* BEGIN Document *

Studio album by 2 Live Crew
- Released: April 7, 1998
- Recorded: 1998
- Genre: Hip hop
- Length: 1:10:00
- Label: Lil' Joe Records
- Producer: Joseph Weinberger (exec.); Disco Rick; Beat Master Clay D.; DJ Spin; Mike "Fresh" McCray; Brother Marquis; Fresh Kid Ice;

2 Live Crew chronology
| Shake a Lil' Somethin' (1996) | The Real One (1998) |  |

= The Real One =

The Real One is the eighth and final studio album by American hip hop group 2 Live Crew. It was released on April 7, 1998, via Lil' Joe Records and, with the absence of Mr. Mixx, was produced by various producers. The album peaked at #59 on the Top R&B/Hip-Hop Albums. By the time of this album, Mr. Mixx had again left the group and shortly after the release of this album, Brother Marquis left as well.

Its single "2 Live Party" featuring KC of KC and the Sunshine Band and Freak Nasty peaked at #52 on the Hot R&B/Hip-Hop Songs and #9 on the Hot Rap Songs, and title single "The Real One" featuring Ice-T peaked at #60 on the Hot R&B/Hip-Hop Songs and #9 on the Hot Rap Songs.

* END Document *
* BEGIN Data entries *

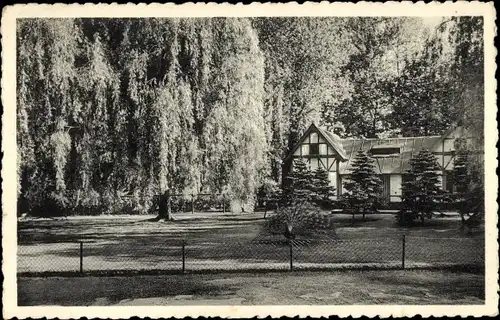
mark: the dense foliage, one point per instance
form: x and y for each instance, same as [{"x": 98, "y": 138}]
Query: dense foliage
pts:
[
  {"x": 300, "y": 219},
  {"x": 113, "y": 112},
  {"x": 363, "y": 188},
  {"x": 421, "y": 192}
]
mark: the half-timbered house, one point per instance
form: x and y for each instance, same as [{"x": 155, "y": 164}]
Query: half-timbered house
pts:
[{"x": 320, "y": 148}]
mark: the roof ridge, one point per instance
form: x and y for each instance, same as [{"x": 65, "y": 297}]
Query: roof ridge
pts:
[{"x": 417, "y": 137}]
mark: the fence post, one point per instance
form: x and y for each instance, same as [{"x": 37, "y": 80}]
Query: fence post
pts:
[
  {"x": 81, "y": 256},
  {"x": 403, "y": 252},
  {"x": 192, "y": 203},
  {"x": 183, "y": 256}
]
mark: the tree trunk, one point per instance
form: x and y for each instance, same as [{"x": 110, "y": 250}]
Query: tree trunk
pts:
[{"x": 164, "y": 208}]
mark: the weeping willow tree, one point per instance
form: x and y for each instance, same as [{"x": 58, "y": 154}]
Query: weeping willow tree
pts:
[{"x": 112, "y": 113}]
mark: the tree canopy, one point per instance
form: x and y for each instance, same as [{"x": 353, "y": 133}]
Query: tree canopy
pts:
[{"x": 112, "y": 112}]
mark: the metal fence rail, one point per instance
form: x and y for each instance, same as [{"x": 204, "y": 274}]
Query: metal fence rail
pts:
[{"x": 112, "y": 256}]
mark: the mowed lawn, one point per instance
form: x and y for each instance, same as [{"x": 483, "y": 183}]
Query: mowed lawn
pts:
[
  {"x": 284, "y": 288},
  {"x": 215, "y": 241}
]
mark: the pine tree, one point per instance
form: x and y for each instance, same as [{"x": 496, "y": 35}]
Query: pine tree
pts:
[
  {"x": 363, "y": 188},
  {"x": 421, "y": 192},
  {"x": 321, "y": 188}
]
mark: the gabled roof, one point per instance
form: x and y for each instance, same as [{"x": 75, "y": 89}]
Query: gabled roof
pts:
[
  {"x": 331, "y": 138},
  {"x": 397, "y": 163}
]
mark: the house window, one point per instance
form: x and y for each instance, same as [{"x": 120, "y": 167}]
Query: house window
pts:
[
  {"x": 314, "y": 137},
  {"x": 314, "y": 164},
  {"x": 448, "y": 182},
  {"x": 314, "y": 148},
  {"x": 382, "y": 151},
  {"x": 323, "y": 149},
  {"x": 305, "y": 149},
  {"x": 386, "y": 186}
]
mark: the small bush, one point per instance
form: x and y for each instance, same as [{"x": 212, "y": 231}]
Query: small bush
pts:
[{"x": 299, "y": 219}]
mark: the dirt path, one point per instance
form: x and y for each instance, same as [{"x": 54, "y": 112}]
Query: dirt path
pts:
[{"x": 353, "y": 287}]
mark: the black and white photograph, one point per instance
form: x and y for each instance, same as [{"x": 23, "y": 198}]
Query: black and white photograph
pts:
[{"x": 251, "y": 160}]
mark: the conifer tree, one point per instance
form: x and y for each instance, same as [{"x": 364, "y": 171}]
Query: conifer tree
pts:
[
  {"x": 421, "y": 192},
  {"x": 363, "y": 187}
]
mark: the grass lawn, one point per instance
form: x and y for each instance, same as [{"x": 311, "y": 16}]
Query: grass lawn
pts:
[
  {"x": 229, "y": 242},
  {"x": 285, "y": 288}
]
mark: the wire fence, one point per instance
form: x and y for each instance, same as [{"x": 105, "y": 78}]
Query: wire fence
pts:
[{"x": 273, "y": 255}]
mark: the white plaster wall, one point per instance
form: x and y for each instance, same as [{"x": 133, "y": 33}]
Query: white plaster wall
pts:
[{"x": 396, "y": 180}]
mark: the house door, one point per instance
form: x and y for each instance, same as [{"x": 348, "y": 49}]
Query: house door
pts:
[{"x": 386, "y": 187}]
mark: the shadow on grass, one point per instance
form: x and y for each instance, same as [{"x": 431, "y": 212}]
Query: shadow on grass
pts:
[{"x": 106, "y": 290}]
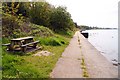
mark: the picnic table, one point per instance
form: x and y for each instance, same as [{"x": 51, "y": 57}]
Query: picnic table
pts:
[{"x": 21, "y": 44}]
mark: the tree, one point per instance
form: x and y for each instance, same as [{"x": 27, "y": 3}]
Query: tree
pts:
[
  {"x": 40, "y": 13},
  {"x": 60, "y": 19}
]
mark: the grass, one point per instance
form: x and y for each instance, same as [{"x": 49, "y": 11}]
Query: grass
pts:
[
  {"x": 84, "y": 69},
  {"x": 29, "y": 66}
]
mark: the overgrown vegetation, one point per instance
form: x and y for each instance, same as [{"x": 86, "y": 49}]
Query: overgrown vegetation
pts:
[{"x": 53, "y": 27}]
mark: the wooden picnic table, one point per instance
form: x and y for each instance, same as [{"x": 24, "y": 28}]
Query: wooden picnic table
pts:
[{"x": 21, "y": 44}]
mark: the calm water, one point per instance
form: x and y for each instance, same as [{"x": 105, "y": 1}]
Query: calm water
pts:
[{"x": 106, "y": 41}]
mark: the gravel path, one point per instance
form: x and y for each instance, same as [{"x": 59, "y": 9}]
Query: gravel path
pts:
[{"x": 69, "y": 65}]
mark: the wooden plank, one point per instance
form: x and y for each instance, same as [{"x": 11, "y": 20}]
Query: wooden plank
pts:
[{"x": 22, "y": 38}]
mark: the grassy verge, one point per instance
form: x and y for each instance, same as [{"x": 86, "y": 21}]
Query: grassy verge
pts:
[{"x": 29, "y": 66}]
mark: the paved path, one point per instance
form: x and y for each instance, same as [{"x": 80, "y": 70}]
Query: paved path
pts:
[{"x": 68, "y": 66}]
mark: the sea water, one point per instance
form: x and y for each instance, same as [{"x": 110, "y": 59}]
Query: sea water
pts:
[{"x": 105, "y": 41}]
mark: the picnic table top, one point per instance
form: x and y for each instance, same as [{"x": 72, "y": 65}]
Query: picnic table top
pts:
[{"x": 23, "y": 38}]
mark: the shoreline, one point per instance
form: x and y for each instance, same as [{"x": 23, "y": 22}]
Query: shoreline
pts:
[{"x": 95, "y": 61}]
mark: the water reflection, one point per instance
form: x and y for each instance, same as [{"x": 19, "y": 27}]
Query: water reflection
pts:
[{"x": 106, "y": 41}]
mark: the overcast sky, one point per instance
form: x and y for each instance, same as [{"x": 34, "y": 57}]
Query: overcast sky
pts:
[{"x": 100, "y": 13}]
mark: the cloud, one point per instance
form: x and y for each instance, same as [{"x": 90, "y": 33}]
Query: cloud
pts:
[{"x": 101, "y": 13}]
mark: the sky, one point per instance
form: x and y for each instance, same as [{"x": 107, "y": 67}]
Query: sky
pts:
[{"x": 100, "y": 13}]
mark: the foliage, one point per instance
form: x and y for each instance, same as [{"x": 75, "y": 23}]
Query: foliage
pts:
[
  {"x": 60, "y": 19},
  {"x": 40, "y": 13}
]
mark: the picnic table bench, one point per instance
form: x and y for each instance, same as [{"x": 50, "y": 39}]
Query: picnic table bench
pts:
[{"x": 21, "y": 44}]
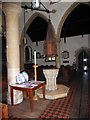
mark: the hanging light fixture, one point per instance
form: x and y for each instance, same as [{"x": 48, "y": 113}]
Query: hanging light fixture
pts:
[
  {"x": 50, "y": 47},
  {"x": 35, "y": 3}
]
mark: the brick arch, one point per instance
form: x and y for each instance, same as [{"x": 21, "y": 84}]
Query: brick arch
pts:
[{"x": 27, "y": 24}]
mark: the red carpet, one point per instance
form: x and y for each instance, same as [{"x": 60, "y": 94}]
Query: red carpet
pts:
[{"x": 60, "y": 108}]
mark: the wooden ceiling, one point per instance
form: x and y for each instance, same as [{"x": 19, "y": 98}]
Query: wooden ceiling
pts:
[{"x": 77, "y": 23}]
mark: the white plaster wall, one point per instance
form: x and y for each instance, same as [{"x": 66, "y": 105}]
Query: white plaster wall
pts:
[
  {"x": 72, "y": 44},
  {"x": 55, "y": 18},
  {"x": 39, "y": 48}
]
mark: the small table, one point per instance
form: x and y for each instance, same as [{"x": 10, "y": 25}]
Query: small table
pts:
[
  {"x": 51, "y": 75},
  {"x": 29, "y": 87}
]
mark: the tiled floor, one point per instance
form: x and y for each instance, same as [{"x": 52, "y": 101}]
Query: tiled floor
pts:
[{"x": 79, "y": 108}]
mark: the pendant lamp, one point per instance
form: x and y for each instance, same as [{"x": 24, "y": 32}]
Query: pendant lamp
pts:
[{"x": 50, "y": 47}]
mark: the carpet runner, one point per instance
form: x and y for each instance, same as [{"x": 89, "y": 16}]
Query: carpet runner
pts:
[{"x": 60, "y": 108}]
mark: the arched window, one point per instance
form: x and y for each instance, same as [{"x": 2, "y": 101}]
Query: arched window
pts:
[{"x": 27, "y": 54}]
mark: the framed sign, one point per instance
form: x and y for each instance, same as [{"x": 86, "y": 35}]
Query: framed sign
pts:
[{"x": 65, "y": 54}]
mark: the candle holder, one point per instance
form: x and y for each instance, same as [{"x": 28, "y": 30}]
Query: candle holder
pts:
[{"x": 35, "y": 77}]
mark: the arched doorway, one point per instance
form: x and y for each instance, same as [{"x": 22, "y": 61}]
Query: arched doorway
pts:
[{"x": 83, "y": 61}]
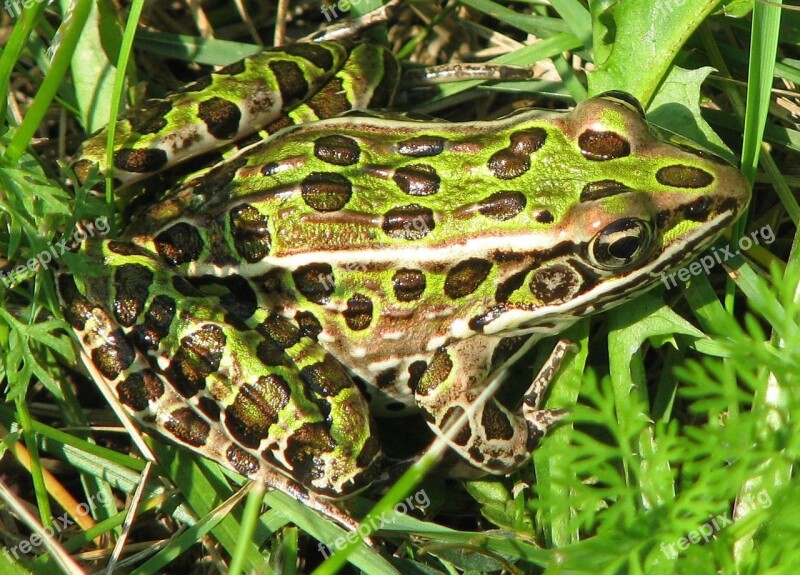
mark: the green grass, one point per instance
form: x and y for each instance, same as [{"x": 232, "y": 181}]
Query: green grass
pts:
[{"x": 681, "y": 403}]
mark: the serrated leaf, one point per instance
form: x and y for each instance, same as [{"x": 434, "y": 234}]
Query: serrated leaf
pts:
[{"x": 636, "y": 42}]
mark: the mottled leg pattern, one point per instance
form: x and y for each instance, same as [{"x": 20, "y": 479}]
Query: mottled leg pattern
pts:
[
  {"x": 260, "y": 396},
  {"x": 495, "y": 439}
]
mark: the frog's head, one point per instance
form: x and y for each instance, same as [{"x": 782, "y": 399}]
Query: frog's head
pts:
[{"x": 637, "y": 208}]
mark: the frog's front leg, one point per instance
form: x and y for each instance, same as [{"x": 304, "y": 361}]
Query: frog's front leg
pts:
[{"x": 495, "y": 439}]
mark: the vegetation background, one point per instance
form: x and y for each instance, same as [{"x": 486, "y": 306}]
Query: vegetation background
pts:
[{"x": 683, "y": 403}]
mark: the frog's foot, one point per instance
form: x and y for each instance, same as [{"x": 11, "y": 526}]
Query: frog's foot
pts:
[
  {"x": 541, "y": 420},
  {"x": 492, "y": 438}
]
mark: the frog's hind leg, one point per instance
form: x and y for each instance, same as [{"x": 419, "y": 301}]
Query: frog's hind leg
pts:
[
  {"x": 456, "y": 386},
  {"x": 265, "y": 401}
]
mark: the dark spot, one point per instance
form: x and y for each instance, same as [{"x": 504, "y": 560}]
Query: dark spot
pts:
[
  {"x": 209, "y": 408},
  {"x": 408, "y": 284},
  {"x": 415, "y": 372},
  {"x": 509, "y": 286},
  {"x": 684, "y": 177},
  {"x": 698, "y": 210},
  {"x": 281, "y": 331},
  {"x": 244, "y": 463},
  {"x": 139, "y": 389},
  {"x": 326, "y": 191},
  {"x": 233, "y": 69},
  {"x": 358, "y": 314},
  {"x": 238, "y": 299},
  {"x": 309, "y": 325},
  {"x": 304, "y": 450},
  {"x": 221, "y": 117},
  {"x": 465, "y": 277},
  {"x": 421, "y": 146},
  {"x": 437, "y": 373},
  {"x": 502, "y": 205},
  {"x": 140, "y": 161},
  {"x": 315, "y": 282},
  {"x": 555, "y": 284},
  {"x": 126, "y": 249},
  {"x": 337, "y": 150},
  {"x": 132, "y": 283},
  {"x": 526, "y": 142},
  {"x": 250, "y": 232},
  {"x": 256, "y": 408},
  {"x": 601, "y": 146},
  {"x": 411, "y": 222},
  {"x": 179, "y": 244},
  {"x": 326, "y": 378},
  {"x": 187, "y": 426},
  {"x": 114, "y": 357},
  {"x": 479, "y": 322},
  {"x": 417, "y": 180}
]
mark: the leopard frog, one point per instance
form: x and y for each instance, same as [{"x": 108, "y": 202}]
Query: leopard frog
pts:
[{"x": 349, "y": 265}]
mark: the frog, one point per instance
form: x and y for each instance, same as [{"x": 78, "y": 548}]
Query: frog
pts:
[{"x": 346, "y": 264}]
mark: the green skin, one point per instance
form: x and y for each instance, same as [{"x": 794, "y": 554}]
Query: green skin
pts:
[{"x": 417, "y": 256}]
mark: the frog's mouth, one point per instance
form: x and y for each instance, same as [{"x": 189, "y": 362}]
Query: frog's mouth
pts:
[{"x": 513, "y": 319}]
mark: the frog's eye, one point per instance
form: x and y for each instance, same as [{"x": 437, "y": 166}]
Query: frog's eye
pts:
[{"x": 621, "y": 243}]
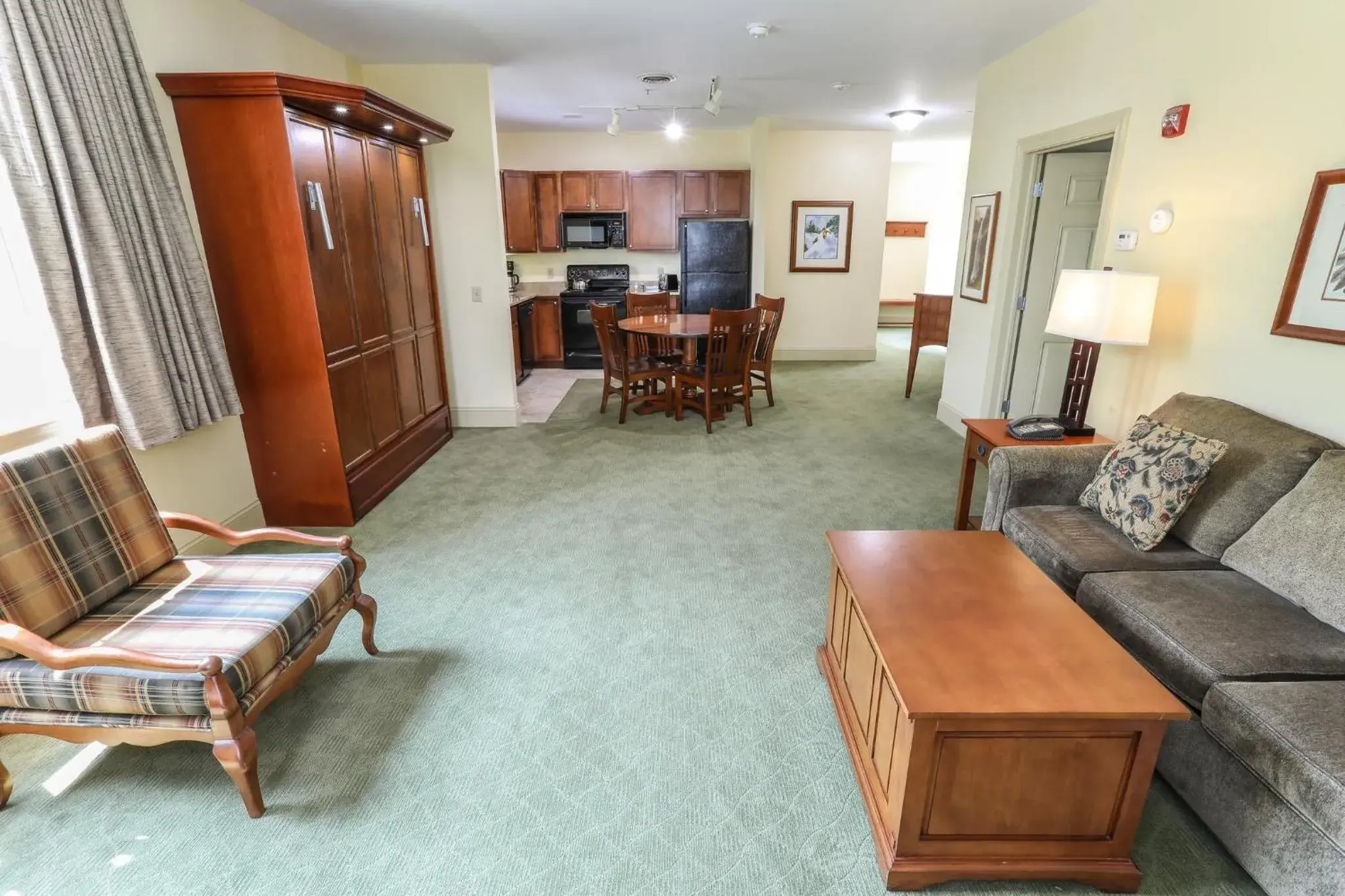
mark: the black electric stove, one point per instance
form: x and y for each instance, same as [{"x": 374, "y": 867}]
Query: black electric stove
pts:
[{"x": 603, "y": 284}]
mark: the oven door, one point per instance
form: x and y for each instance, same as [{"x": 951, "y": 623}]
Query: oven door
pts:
[
  {"x": 583, "y": 232},
  {"x": 580, "y": 339}
]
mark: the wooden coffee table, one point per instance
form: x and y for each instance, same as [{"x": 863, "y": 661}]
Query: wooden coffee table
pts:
[{"x": 996, "y": 730}]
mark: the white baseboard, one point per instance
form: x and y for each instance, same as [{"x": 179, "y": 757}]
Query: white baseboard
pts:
[
  {"x": 471, "y": 418},
  {"x": 826, "y": 354},
  {"x": 250, "y": 517},
  {"x": 951, "y": 417}
]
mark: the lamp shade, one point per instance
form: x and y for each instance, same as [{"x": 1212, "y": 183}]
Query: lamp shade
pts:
[{"x": 1110, "y": 307}]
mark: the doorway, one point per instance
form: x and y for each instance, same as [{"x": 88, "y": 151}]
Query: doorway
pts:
[{"x": 1069, "y": 194}]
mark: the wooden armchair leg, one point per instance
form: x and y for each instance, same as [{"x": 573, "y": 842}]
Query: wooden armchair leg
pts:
[
  {"x": 238, "y": 757},
  {"x": 368, "y": 610}
]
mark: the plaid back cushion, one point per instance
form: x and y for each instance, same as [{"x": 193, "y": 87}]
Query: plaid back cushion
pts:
[{"x": 77, "y": 528}]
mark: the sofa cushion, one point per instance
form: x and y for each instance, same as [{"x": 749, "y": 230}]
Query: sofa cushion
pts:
[
  {"x": 1292, "y": 735},
  {"x": 1296, "y": 550},
  {"x": 77, "y": 527},
  {"x": 1147, "y": 480},
  {"x": 1196, "y": 629},
  {"x": 1071, "y": 542},
  {"x": 249, "y": 610},
  {"x": 1265, "y": 459}
]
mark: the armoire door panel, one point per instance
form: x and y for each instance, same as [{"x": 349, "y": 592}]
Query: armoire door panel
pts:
[
  {"x": 417, "y": 236},
  {"x": 428, "y": 350},
  {"x": 311, "y": 154},
  {"x": 408, "y": 381},
  {"x": 351, "y": 408},
  {"x": 391, "y": 238},
  {"x": 357, "y": 215},
  {"x": 385, "y": 416}
]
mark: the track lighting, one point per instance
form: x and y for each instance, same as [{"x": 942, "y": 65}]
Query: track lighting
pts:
[{"x": 712, "y": 105}]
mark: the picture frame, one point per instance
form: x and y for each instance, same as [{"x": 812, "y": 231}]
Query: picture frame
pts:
[
  {"x": 978, "y": 246},
  {"x": 1312, "y": 304},
  {"x": 821, "y": 237}
]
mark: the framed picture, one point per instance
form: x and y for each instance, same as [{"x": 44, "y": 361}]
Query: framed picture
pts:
[
  {"x": 822, "y": 237},
  {"x": 978, "y": 246},
  {"x": 1313, "y": 303}
]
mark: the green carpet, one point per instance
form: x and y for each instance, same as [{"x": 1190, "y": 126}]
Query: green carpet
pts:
[{"x": 598, "y": 679}]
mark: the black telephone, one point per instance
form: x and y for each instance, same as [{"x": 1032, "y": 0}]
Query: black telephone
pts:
[{"x": 1038, "y": 429}]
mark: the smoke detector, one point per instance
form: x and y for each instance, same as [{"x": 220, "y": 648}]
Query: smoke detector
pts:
[{"x": 657, "y": 78}]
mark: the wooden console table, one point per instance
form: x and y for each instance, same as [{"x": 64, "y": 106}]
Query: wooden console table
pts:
[
  {"x": 984, "y": 437},
  {"x": 996, "y": 731}
]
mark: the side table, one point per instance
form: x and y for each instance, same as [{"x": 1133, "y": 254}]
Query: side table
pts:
[{"x": 984, "y": 437}]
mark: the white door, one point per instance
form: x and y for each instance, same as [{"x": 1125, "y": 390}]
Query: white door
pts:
[{"x": 1067, "y": 226}]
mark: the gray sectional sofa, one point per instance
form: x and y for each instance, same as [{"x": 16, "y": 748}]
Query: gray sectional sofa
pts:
[{"x": 1241, "y": 612}]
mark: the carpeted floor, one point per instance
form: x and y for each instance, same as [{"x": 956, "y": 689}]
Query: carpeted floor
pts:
[{"x": 598, "y": 679}]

* END Data entries *

### Challenges
(1) From the album article, copy the passage from "Studio album by 2" to "left as well." word for word.
(2) According to the album article, what position did The Real One reach on the Top R&B/Hip-Hop Albums?

### Task-by-task results
(1)
Studio album by 2 Live Crew
- Released: April 7, 1998
- Recorded: 1998
- Genre: Hip hop
- Length: 1:10:00
- Label: Lil' Joe Records
- Producer: Joseph Weinberger (exec.); Disco Rick; Beat Master Clay D.; DJ Spin; Mike "Fresh" McCray; Brother Marquis; Fresh Kid Ice;

2 Live Crew chronology
| Shake a Lil' Somethin' (1996) | The Real One (1998) |  |

= The Real One =

The Real One is the eighth and final studio album by American hip hop group 2 Live Crew. It was released on April 7, 1998, via Lil' Joe Records and, with the absence of Mr. Mixx, was produced by various producers. The album peaked at #59 on the Top R&B/Hip-Hop Albums. By the time of this album, Mr. Mixx had again left the group and shortly after the release of this album, Brother Marquis left as well.

(2) #59